While I enjoyed creating my fictional psychologist, as publication approached, I became concerned about how she’d be received by my peers. Although no longer a practising psychologist by that stage, I still valued my membership of the British Psychological Society, as well as the good opinion of my former colleagues. I was particularly anxious about the credibility of the research I’d invented which earned Diana her PhD.

Through my clinical work with mentally disturbed adults, and from my own experience, I had a fair understanding of the precarious nature of adolescent development, but I’ve never specialised in that area myself. My reading around the topic favoured theory rather than research, with an emphasis on psychodynamic understandings. But Diana would have no patience for such airy fairy speculation. She’d be an advocate of the randomised controlled trial.

I borrowed Diana’s experimental paradigm from research into psychosis (with the paper referenced in my acknowledgements). In chapter 4, she explains the approach to her new manager:

Garth wiggled up his seat. “Fascinating area—what got you into it?”

I pictured my twenty-one-year-old self, in a scoop-necked peasant blouse and flowery cotton maxi-skirt, knocking on the door of an office one floor up. A third-year module in abnormal psychology had thrown up some fascinating questions about the psychotic mind. When I should’ve been cramming for my finals, I delved instead into obscure papers on loosening of associations, knights-move thinking and selective attention. I was excited by the prospect of bringing the irrational under experimental control.

I’d gone first to the clinicals, but they’d passed me on to the developmentals. “Colin—Dr Carmichael, my supervisor—thought there were parallels between the cognitive processes in schizophrenia and adolescence.”


Garth ran his hand across his buzz cut. “He thought adolescents were psychotic?”


“Not quite. But they made similar processing errors.”


His gaze darted to a photo amid the timetables and flyers for public lectures on the pin-board beside his desk … “No wonder they’re so chaotic. Pity they can’t take advice from those with more life experience.”


“It’s all down to information overload. They get overwhelmed. Should I? Shouldn’t I?” I moved my cupped hands up and down like a balance-scale. “It’s not that they’re not bright enough, not rational enough. They can’t bear the feelings that come with the uncertainty. Their own ambivalence terrifies them. They’ve got so many other changes going on they can’t tolerate not knowing their own minds.”
• • •
— YOUR OBJECTIVE —
Could you pick up the excerpt about creating the fictional psychologist Diana after its final sentence and carry it on?

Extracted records
• • •
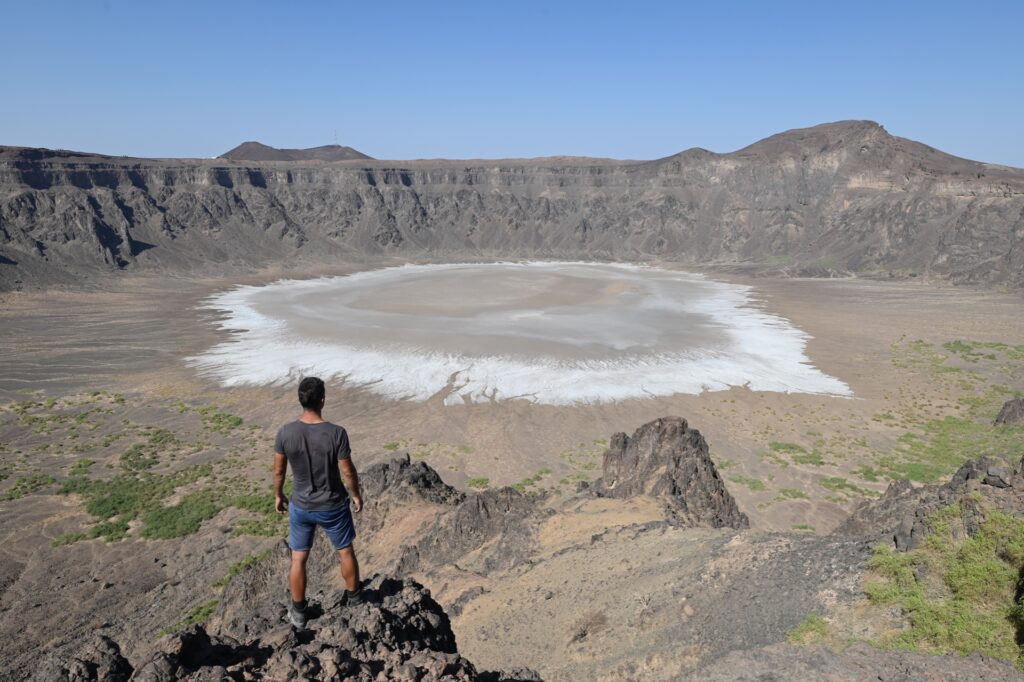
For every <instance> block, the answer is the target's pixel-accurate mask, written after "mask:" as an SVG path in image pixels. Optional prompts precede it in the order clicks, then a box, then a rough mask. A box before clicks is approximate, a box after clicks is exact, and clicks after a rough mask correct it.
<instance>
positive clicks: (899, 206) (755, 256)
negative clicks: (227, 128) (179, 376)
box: [0, 122, 1024, 288]
mask: <svg viewBox="0 0 1024 682" xmlns="http://www.w3.org/2000/svg"><path fill="white" fill-rule="evenodd" d="M387 256H410V257H438V258H440V257H443V258H455V257H541V258H548V257H552V258H609V259H637V258H646V257H658V258H667V259H673V260H677V261H680V262H684V263H737V262H753V263H762V264H766V265H771V266H772V267H776V268H781V269H783V270H787V271H790V272H793V273H802V272H806V273H823V272H829V271H842V270H852V271H881V272H889V271H892V272H895V273H897V274H908V273H910V272H921V273H926V272H927V273H931V274H935V275H939V276H947V278H949V279H951V280H952V281H954V282H964V283H1006V284H1010V285H1012V286H1021V285H1024V170H1017V169H1009V168H1005V167H997V166H990V165H986V164H981V163H975V162H970V161H966V160H963V159H957V158H954V157H950V156H948V155H944V154H942V153H940V152H937V151H935V150H932V148H931V147H927V146H925V145H923V144H919V143H916V142H911V141H909V140H905V139H902V138H898V137H893V136H891V135H889V134H888V133H887V132H886V131H885V130H883V129H882V128H881V127H880V126H878V125H877V124H873V123H869V122H844V123H836V124H827V125H822V126H817V127H815V128H809V129H805V130H796V131H790V132H786V133H781V134H779V135H775V136H773V137H769V138H767V139H765V140H762V141H760V142H758V143H756V144H754V145H752V146H749V147H746V148H743V150H740V151H738V152H734V153H731V154H725V155H719V154H712V153H710V152H705V151H701V150H690V151H687V152H684V153H682V154H679V155H676V156H673V157H669V158H666V159H660V160H657V161H651V162H644V163H635V162H615V161H606V160H581V159H537V160H521V161H467V162H457V161H436V162H428V161H419V162H383V161H372V160H366V161H361V160H360V161H347V162H338V163H313V162H310V163H304V162H258V163H252V162H232V161H226V160H214V161H209V160H194V161H191V160H141V159H127V158H111V157H97V156H89V155H83V154H75V153H63V152H52V151H46V150H27V148H15V147H0V287H4V288H10V287H13V286H37V285H43V286H45V285H48V284H59V283H63V282H71V281H74V280H75V279H78V278H82V276H89V275H93V274H99V273H103V272H110V271H117V270H129V271H139V272H145V271H154V272H159V271H174V272H181V271H213V269H214V268H216V271H221V272H222V271H224V269H225V267H228V268H230V267H237V268H240V269H243V268H247V267H253V266H261V265H267V264H290V263H309V264H313V263H316V264H326V263H331V262H338V261H342V260H345V261H352V260H367V259H378V258H381V257H387Z"/></svg>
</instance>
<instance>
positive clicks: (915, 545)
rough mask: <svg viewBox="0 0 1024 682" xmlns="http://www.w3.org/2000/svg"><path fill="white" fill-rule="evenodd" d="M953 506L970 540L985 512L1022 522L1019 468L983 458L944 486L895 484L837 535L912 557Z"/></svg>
mask: <svg viewBox="0 0 1024 682" xmlns="http://www.w3.org/2000/svg"><path fill="white" fill-rule="evenodd" d="M954 504H959V505H961V522H962V524H963V529H964V532H965V534H967V535H969V536H973V535H974V534H975V532H977V530H978V528H979V527H980V524H981V521H982V520H983V519H984V516H985V509H986V508H991V509H997V510H999V511H1001V512H1005V513H1007V514H1011V515H1013V516H1024V475H1022V472H1021V467H1020V466H1018V467H1017V468H1016V469H1015V468H1014V467H1012V466H1009V465H1008V464H1007V463H1006V462H1004V461H1002V460H999V459H995V458H990V457H982V458H979V459H976V460H969V461H967V462H965V463H964V464H963V465H962V466H961V468H959V469H957V470H956V473H954V474H953V476H952V478H950V479H949V481H947V482H945V483H941V484H937V485H922V486H920V487H914V486H913V485H911V484H910V481H907V480H897V481H893V482H891V483H890V484H889V487H888V488H886V492H885V494H884V495H883V496H882V497H881V498H879V499H878V500H867V501H864V502H862V503H860V505H859V506H858V507H857V508H856V509H854V511H853V513H852V514H851V515H850V517H849V518H847V520H846V521H844V522H843V523H842V525H840V526H839V527H838V528H836V530H835V532H836V534H838V535H846V536H858V537H866V538H873V539H878V540H881V541H884V542H889V543H892V545H893V546H894V547H895V548H896V549H898V550H900V551H908V550H911V549H913V548H915V547H918V546H919V545H920V544H921V543H922V541H923V540H924V539H925V538H926V537H927V536H928V534H929V526H928V517H929V516H931V515H932V514H933V513H935V512H936V511H938V510H939V509H942V508H944V507H948V506H950V505H954Z"/></svg>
• • •
— RESULT FOR THIS EXERCISE —
“So it’s one day they’re vegetarian, the next they’re on the Atkins diet?” Garth no longer judged me from on high, but as a fellow psychological enthusiast.


“Colin and I developed a laboratory task to test it out. We showed our subjects two opaque jars: each containing a hundred balls. One jar held ninety black balls and ten white. The second was the other way round. We took balls at random from one of the jars and presented them one at a time. Subjects had to guess whether the jar contained predominantly black balls or mostly white. There was no limit to how many balls they could ask to see before making their choice. You’d need to see a minimum of eleven balls before you could be sure, but some subjects would hazard a guess after only a couple.”


“Adolescents jumped in too early? Before they had a fair chance of getting it right?”


“We tested them at different ages. Fifteen-year-olds were the least patient. And guessed incorrectly more often than their ten-year-old siblings.”


Garth’s gaze flicked to the family photo on the pin-board. “Amazing!” He shook his head. “So why didn't you stick with it? Results that striking don’t come along every day.”

A few months on from publication, Sugar and Snails has received several positive reviews, some of which are from psychologists, although none—to my knowledge—from specialists in adolescence. While I now believe that the story as a whole is strong enough to carry its limitations, I’m still curious as to what readers think of my fictional research.